■ **Information supplied**:
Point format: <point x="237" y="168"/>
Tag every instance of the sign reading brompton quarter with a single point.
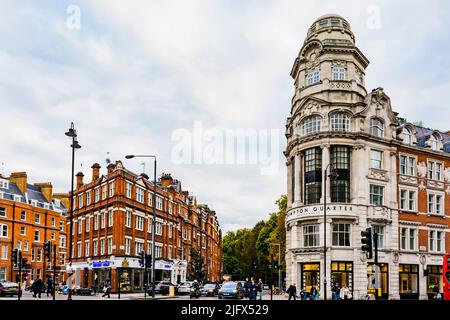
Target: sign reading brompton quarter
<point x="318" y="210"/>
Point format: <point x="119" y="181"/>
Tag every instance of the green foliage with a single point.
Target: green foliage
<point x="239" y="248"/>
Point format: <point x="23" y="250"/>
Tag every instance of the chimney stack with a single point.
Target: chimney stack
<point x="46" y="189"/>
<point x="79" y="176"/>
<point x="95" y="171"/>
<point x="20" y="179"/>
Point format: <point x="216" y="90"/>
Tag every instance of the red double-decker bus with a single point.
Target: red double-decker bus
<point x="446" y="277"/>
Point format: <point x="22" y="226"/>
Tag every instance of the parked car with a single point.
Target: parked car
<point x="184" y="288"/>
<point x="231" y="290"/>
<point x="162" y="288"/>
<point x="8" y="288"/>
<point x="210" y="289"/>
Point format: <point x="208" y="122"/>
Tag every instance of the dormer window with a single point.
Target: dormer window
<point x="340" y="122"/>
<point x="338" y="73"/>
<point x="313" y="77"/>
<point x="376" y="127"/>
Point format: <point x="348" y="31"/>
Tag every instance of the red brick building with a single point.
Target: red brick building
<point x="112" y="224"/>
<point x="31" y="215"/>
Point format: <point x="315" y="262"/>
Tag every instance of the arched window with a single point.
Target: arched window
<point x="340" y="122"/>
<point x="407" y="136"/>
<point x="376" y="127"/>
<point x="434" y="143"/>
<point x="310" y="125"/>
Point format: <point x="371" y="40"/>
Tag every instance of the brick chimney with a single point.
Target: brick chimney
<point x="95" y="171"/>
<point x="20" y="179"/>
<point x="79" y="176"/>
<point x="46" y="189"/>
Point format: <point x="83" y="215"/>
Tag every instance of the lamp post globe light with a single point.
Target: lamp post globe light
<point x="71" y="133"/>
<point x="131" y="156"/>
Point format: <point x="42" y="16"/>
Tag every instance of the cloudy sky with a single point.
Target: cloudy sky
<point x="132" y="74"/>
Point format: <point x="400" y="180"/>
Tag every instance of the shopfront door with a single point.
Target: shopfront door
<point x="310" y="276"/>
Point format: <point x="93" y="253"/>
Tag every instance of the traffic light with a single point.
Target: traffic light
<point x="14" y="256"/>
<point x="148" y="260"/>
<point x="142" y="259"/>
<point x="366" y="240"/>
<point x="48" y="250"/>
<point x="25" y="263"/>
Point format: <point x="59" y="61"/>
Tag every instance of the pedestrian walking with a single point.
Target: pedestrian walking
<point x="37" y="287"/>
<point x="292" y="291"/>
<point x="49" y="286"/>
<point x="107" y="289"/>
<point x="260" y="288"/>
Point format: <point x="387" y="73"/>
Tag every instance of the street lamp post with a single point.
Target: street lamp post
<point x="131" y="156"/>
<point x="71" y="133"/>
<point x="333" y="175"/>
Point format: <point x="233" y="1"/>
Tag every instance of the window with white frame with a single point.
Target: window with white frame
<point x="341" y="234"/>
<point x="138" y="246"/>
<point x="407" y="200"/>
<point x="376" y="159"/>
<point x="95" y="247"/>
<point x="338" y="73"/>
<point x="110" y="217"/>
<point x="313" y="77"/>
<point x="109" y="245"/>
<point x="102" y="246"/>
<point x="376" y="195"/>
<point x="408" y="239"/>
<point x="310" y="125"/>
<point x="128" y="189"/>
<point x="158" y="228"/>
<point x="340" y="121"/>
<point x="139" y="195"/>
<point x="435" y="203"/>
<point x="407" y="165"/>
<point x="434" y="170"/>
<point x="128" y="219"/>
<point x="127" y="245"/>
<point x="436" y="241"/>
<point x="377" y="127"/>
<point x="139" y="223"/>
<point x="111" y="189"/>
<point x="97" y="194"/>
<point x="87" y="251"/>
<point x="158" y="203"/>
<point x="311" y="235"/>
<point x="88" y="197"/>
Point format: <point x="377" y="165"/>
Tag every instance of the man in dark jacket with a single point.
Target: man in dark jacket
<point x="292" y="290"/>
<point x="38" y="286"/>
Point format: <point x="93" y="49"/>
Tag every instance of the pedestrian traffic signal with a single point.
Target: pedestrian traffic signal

■ **Goal**:
Count the lines in the items above that contain the string "reading", and give only that number.

■ **Result for this exercise**:
2